--- START ---
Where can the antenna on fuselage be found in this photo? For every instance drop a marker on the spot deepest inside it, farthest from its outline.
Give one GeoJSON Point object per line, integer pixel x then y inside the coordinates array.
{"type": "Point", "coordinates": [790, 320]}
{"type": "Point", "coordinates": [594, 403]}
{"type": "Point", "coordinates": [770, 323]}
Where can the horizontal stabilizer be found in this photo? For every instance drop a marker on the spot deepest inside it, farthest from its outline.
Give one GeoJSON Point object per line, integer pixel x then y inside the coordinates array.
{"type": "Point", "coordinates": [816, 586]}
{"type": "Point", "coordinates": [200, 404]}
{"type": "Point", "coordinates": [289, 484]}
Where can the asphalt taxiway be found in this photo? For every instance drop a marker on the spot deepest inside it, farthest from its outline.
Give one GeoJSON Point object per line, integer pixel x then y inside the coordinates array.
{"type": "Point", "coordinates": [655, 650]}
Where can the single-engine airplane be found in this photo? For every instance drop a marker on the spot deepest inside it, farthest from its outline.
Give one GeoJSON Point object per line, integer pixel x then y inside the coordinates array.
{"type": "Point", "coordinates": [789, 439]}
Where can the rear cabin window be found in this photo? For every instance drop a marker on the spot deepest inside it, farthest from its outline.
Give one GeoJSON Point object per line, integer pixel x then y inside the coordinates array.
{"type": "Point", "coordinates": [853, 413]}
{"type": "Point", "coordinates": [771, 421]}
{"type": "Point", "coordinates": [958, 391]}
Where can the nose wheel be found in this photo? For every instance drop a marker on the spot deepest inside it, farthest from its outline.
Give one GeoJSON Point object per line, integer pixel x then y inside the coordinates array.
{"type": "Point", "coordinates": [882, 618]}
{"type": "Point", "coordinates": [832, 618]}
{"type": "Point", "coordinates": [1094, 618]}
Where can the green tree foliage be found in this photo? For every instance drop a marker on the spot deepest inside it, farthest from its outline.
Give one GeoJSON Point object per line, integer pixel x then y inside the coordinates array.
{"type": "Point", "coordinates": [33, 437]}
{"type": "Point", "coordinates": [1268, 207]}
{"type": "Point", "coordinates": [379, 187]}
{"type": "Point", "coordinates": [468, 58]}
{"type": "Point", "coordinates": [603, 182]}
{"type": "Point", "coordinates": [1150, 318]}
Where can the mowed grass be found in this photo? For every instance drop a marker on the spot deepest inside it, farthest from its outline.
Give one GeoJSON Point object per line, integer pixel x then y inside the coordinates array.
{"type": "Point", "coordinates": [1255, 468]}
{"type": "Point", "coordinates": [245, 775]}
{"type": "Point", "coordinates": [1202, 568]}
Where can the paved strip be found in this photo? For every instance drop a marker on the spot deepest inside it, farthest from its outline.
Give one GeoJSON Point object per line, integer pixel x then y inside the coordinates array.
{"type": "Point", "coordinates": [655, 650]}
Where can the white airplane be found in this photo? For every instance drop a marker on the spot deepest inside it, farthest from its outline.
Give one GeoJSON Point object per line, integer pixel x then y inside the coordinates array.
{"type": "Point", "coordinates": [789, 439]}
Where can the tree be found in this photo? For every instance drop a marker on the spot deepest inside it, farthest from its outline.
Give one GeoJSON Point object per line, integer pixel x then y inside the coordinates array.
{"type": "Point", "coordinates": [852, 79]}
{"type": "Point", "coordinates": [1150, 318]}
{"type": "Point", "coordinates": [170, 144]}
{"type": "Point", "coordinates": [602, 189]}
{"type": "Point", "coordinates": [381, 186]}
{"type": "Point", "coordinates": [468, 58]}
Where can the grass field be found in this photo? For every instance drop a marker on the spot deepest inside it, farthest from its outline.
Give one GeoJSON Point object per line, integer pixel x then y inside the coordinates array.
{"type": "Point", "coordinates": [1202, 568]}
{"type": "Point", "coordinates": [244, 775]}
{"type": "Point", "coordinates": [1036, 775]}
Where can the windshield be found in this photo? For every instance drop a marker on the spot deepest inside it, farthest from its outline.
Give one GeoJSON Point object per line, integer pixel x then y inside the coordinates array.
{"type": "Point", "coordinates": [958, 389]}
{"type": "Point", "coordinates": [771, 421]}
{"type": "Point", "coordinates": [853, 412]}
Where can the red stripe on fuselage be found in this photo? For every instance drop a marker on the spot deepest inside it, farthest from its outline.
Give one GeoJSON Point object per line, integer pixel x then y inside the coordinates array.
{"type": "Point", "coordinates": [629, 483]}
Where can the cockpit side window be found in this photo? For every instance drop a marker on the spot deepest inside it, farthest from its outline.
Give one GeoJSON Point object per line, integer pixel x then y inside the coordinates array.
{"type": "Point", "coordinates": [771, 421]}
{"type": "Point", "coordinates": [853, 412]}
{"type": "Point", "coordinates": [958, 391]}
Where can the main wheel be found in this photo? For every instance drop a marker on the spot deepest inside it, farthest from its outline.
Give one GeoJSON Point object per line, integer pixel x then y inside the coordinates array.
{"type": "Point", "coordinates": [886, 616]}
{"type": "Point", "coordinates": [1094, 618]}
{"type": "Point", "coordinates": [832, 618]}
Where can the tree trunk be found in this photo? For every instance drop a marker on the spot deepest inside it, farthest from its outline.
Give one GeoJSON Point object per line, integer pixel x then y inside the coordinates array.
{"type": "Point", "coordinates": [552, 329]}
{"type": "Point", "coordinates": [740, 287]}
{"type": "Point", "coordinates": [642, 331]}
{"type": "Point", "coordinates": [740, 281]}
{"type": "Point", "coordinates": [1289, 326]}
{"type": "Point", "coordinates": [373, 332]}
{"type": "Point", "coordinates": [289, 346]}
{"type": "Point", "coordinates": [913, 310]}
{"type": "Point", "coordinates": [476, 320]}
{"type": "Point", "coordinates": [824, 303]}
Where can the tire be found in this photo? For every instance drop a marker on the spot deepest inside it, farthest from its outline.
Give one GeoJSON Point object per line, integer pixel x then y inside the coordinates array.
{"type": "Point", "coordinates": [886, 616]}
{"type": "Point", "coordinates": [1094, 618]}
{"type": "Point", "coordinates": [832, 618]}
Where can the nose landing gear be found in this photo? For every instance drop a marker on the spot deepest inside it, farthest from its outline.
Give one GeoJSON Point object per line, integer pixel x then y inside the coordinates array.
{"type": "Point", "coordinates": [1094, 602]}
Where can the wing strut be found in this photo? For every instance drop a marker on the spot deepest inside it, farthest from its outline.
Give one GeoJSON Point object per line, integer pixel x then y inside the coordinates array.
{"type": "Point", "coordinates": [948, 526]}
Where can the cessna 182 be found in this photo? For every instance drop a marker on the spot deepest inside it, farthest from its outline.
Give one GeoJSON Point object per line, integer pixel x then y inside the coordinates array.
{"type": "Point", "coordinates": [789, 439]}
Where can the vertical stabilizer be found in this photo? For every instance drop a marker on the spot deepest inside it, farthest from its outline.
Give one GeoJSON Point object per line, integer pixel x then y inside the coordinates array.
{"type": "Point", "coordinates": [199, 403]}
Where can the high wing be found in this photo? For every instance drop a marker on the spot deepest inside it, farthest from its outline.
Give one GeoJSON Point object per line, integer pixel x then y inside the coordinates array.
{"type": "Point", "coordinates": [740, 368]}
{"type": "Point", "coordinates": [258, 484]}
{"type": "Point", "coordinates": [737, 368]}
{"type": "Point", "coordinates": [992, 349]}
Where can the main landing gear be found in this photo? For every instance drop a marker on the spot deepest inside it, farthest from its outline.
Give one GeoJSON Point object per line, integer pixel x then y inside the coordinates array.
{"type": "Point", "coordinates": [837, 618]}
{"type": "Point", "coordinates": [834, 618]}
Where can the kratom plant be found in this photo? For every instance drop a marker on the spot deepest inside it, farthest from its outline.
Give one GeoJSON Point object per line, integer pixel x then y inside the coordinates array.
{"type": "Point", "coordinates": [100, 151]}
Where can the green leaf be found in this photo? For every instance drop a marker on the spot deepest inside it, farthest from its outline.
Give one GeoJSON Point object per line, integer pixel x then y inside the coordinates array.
--- END ---
Action item → Print every line from the one that contains "Where can the high" to the end of the records, exactly as written, and nothing more.

Completed exercise →
Where can the high wing be found in this photo? For every instance drop a marker on the spot deepest inside it, farthest from its outline.
Give one GeoJSON Point object per line, integer pixel x then y inside the coordinates array.
{"type": "Point", "coordinates": [740, 368]}
{"type": "Point", "coordinates": [258, 484]}
{"type": "Point", "coordinates": [737, 368]}
{"type": "Point", "coordinates": [992, 349]}
Where can the main landing gear be found in this photo? For every instance drop a marker on the spot deepest inside it, farthest from its outline.
Give one GeoJSON Point object per line, integer pixel x then y inside the coordinates array.
{"type": "Point", "coordinates": [837, 618]}
{"type": "Point", "coordinates": [834, 618]}
Where can the kratom plant be found in this photo? For every instance drop a marker on the spot deepest inside it, farthest from its outline.
Give one GeoJSON Point object per line, integer pixel x then y inside the coordinates array.
{"type": "Point", "coordinates": [100, 151]}
Where can the green leaf be found in this photo? For every instance drop a marker on the spot deepest inside it, farthest from its outline.
Give one GeoJSON Point object per line, integer pixel x then y inside the coordinates array.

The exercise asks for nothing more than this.